> WRITTEN INSTRUCTION:
Could you rewrite the entire listing below, requests included, shifting every coordinate in the answers by -74?

> EXTRACTED INFORMATION:

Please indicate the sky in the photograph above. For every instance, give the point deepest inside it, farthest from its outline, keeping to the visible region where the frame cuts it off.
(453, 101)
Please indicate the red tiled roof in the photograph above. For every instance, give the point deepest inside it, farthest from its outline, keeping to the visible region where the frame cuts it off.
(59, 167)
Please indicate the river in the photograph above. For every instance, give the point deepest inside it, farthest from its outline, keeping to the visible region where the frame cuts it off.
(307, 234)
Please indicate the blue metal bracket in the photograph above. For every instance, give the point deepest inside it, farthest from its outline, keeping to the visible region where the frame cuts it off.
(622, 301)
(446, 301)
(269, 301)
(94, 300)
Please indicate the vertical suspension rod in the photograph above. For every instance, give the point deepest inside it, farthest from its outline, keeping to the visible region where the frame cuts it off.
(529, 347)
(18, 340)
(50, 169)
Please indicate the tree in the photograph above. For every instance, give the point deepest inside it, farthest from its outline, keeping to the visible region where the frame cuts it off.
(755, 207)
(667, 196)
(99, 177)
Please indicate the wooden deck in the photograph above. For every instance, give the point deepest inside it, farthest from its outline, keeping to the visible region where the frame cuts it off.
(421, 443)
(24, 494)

> EXERCISE OUTPUT:
Please indicate the sky in the photograph above. For every instance, give the point deepest inside it, farthest from its outline, keeping to the visible region where the frame cuts it off.
(379, 27)
Please indicate the red tiled roof in the photograph above. For every instance, give the point deepest inside it, farthest from its outline, keeping to the visible region where the frame cuts it off.
(-15, 93)
Please indicate the river in the photograph above. For every instance, give the point deepest inside it, farthest from its outline, keeping to the visible region where the frame cuts it off.
(233, 160)
Please indicate the blue metal bracket in the photograph above. For every instance, give the point deepest inside it, farthest from its outline, keeping to the visible region where the frame cuts it off.
(548, 227)
(372, 227)
(195, 227)
(20, 226)
Please indicate the vertical suspension rod in the photograph above. For every instance, give the point deepest inside it, farthest from its outline, keeping to the visible region where the frame cuts it off.
(455, 273)
(-56, 266)
(-24, 95)
Please indicate the tree in the photograph above. For every instance, give the point deepest inside it, farthest from its outline, keeping to the visible region where the frame cuts it off.
(681, 133)
(593, 122)
(25, 103)
Please indicate the wooden deck in the photograph above. For every instance, give the point deepest inside it, farthest from its outline, keeping to the visible region where the frame cuts it off.
(347, 369)
(-50, 420)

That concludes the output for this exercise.